**Task to carry out**
Write out exactly the lines of the entries below from the one holding "box: [318, 160, 330, 167]" to the one holding "positive clicks: (323, 161)", inclusive, and leave out all other lines.

START Given information

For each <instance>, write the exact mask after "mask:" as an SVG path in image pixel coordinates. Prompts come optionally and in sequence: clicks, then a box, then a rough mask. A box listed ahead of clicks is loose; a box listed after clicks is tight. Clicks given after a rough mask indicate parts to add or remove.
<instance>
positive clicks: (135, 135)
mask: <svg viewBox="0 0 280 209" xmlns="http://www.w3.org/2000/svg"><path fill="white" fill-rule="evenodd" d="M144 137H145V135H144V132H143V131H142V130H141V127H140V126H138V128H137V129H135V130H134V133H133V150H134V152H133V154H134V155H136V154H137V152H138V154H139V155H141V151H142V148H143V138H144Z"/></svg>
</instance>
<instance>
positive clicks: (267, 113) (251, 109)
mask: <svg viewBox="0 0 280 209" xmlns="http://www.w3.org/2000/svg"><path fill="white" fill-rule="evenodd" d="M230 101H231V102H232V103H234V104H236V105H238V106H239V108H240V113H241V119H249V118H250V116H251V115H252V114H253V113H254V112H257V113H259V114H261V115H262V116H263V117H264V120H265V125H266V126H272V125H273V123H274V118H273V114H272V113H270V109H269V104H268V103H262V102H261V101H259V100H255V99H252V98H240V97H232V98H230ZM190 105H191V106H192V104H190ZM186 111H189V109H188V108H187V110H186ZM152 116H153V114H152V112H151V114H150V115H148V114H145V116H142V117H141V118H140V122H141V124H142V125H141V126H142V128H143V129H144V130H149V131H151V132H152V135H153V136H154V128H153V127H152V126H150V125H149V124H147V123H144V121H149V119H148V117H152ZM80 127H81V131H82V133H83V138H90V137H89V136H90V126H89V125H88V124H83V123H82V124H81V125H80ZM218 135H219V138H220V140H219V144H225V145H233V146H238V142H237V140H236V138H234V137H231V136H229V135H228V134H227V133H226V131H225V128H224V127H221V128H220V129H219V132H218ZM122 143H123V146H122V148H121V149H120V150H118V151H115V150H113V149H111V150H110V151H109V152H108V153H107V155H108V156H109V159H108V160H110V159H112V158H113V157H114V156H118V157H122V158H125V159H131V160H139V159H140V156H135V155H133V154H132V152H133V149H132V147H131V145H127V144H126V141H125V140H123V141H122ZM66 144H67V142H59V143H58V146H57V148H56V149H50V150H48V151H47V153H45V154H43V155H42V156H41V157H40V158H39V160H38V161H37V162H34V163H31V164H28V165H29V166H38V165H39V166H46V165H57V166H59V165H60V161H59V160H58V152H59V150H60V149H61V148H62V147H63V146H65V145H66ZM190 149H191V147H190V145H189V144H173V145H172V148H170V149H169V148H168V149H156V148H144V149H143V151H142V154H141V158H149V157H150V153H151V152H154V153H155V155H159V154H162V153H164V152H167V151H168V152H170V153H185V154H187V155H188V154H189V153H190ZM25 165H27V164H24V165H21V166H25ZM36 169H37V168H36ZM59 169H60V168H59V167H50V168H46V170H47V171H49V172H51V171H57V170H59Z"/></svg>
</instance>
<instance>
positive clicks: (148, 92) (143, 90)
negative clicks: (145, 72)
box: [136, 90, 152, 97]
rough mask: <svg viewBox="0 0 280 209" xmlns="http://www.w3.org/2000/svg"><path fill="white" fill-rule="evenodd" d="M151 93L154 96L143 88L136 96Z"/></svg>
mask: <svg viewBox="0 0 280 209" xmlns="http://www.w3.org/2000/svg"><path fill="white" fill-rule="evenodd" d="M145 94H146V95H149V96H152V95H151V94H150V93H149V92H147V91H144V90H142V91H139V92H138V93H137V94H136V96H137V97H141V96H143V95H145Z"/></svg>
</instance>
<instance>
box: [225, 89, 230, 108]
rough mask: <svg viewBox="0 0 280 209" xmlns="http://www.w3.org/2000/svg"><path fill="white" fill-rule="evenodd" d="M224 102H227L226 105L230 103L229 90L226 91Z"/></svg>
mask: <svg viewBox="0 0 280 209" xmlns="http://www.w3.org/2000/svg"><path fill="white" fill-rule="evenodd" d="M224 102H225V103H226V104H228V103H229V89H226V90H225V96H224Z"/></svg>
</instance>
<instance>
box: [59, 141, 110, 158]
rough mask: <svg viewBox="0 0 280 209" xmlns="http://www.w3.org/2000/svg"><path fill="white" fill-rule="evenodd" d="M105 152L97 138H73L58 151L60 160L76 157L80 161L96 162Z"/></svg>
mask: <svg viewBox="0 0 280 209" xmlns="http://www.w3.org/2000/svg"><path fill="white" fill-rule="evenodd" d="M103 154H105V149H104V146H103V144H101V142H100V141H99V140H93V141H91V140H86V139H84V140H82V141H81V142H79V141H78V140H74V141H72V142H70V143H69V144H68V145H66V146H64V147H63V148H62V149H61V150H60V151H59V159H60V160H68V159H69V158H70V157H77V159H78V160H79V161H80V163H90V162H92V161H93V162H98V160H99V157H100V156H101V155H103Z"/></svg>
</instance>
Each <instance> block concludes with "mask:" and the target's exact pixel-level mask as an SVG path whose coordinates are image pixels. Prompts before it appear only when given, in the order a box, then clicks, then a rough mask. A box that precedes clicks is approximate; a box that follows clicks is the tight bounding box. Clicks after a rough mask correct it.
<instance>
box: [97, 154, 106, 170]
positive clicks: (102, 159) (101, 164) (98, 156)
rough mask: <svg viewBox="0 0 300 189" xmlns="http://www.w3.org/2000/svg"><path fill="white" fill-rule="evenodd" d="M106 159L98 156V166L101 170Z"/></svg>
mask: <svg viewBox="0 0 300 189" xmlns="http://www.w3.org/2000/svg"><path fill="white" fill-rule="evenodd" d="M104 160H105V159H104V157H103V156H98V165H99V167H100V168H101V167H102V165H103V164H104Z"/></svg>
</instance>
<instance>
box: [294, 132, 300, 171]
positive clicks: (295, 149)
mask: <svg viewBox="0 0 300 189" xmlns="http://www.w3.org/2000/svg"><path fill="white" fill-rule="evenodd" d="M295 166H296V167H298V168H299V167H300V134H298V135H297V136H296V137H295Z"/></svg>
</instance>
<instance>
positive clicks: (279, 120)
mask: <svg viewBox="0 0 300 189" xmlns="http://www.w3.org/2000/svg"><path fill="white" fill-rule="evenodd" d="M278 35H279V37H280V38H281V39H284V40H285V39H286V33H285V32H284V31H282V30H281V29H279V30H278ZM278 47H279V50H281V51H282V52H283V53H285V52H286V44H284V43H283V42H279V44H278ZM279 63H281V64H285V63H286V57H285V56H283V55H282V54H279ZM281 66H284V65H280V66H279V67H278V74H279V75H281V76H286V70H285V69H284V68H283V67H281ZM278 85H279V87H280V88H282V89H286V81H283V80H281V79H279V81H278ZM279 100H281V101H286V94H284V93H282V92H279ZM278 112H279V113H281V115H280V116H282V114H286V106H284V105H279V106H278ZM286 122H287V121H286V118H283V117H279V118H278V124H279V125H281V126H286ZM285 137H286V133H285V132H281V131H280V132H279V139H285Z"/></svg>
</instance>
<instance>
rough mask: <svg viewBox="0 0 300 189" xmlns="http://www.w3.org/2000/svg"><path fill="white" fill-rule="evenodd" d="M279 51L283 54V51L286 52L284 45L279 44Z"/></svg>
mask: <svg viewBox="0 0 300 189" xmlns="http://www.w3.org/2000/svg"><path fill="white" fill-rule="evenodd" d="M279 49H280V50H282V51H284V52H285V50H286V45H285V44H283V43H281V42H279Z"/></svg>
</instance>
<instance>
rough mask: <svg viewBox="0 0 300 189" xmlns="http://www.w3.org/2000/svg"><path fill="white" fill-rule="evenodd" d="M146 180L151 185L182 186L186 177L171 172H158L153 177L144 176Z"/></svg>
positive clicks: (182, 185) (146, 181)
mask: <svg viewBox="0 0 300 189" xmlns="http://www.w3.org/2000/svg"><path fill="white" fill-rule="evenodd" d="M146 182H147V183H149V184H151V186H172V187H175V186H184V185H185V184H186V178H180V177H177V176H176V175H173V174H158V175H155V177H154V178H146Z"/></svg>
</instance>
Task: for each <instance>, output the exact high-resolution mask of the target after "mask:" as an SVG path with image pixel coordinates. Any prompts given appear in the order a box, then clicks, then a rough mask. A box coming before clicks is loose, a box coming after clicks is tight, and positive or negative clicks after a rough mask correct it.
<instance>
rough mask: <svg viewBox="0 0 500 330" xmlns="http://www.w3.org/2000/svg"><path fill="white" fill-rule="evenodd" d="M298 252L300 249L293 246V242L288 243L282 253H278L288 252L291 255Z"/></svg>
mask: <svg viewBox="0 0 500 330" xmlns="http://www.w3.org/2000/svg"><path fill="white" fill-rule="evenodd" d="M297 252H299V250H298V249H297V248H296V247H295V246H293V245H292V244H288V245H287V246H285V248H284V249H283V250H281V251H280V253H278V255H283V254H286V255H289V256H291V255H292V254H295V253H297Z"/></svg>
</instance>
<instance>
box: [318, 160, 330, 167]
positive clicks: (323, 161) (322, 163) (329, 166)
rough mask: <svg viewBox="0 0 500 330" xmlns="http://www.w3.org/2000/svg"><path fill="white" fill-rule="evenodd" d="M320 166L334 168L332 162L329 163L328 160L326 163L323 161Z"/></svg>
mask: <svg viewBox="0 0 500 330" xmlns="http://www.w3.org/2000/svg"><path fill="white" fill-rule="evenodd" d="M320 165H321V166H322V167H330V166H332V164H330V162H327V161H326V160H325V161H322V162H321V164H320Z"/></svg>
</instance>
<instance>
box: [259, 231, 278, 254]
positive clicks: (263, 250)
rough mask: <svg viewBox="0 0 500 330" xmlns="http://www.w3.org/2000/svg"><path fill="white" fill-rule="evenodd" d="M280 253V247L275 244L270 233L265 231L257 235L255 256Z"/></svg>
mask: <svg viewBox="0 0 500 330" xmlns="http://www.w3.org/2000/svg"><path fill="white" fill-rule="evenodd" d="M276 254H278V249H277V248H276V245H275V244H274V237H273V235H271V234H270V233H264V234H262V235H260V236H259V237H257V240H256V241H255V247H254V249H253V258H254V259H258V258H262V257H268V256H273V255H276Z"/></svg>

END Given information

**Answer to the problem**
box: [318, 160, 330, 167]
positive clicks: (323, 161) (322, 163) (329, 166)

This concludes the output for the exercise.